» **TEXT SEGMENT**
((
US6019366A - Elastomer damping of pivoted pinch roll - Google Patents

Abstract

A document feed array comprising a pinch-roll mounted to rotate about its center to engage documents, being mounted on a cantilever-arm pivoted at a point distal from the roll-center and including an elastomeric sleeve which, alone, couples the arm to its pivot point (in operation), the sleeve comprising high-damping, durable elastomeric material adapted to accommodate thickness anomalies in the documents, yet to maximize driving contact therewith.

Description

This is a Division, of U.S. Ser. No. 08/658,295, filed issued U.S. Pat. No. 5,645,275): which is a Division of Ser. No. 08/549,886, filed Oct. 30, 1995 (now U.S. Pat. No. 5,524,878) which is a Division of Ser. No. 08/076,292, filed Jun. 10, 1993 (now U.S. Pat. No. 5,303,913).

This invention relates to document transport equipment, and especially to pinch rolls therefor.
))
» **GIVEN MATERIAL**
((
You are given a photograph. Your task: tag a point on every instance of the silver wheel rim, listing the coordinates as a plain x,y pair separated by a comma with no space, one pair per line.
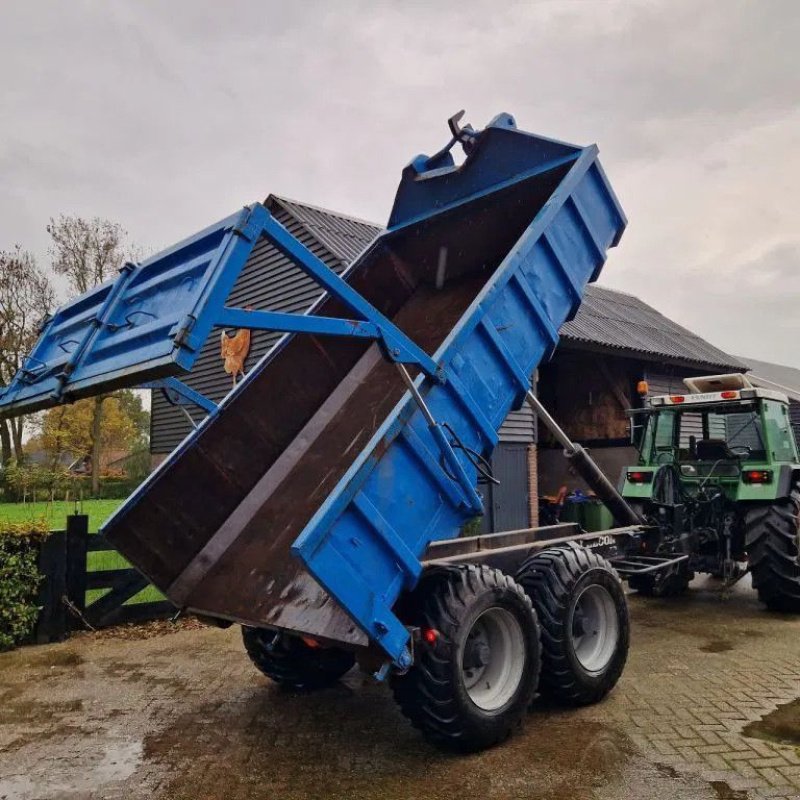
493,659
595,628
))
» **AIM OF THE TASK**
Could you reproduce the patent text on elastomer damping of a pivoted pinch roll in full, word for word?

» **ANSWER FOR THIS EXERCISE**
US6019366A - Elastomer damping of pivoted pinch roll - Google Patents

Abstract

A document feed array comprising a pinch-roll mounted to rotate about its center to engage documents, being mounted on a cantilever-arm pivoted at a point distal from the roll-center and including an elastomeric sleeve which, alone, couples the arm to its pivot point (in operation), the sleeve comprising high-damping, durable elastomeric material adapted to accommodate thickness anomalies in the documents, yet to maximize driving contact therewith.

Description

This is a Division, of U.S. Ser. No. 08/658,295, filed issued U.S. Pat. No. 5,645,275): which is a Division of Ser. No. 08/549,886, filed Oct. 30, 1995 (now U.S. Pat. No. 5,524,878) which is a Division of Ser. No. 08/076,292, filed Jun. 10, 1993 (now U.S. Pat. No. 5,303,913).

This invention relates to document transport equipment, and especially to pinch rolls therefor.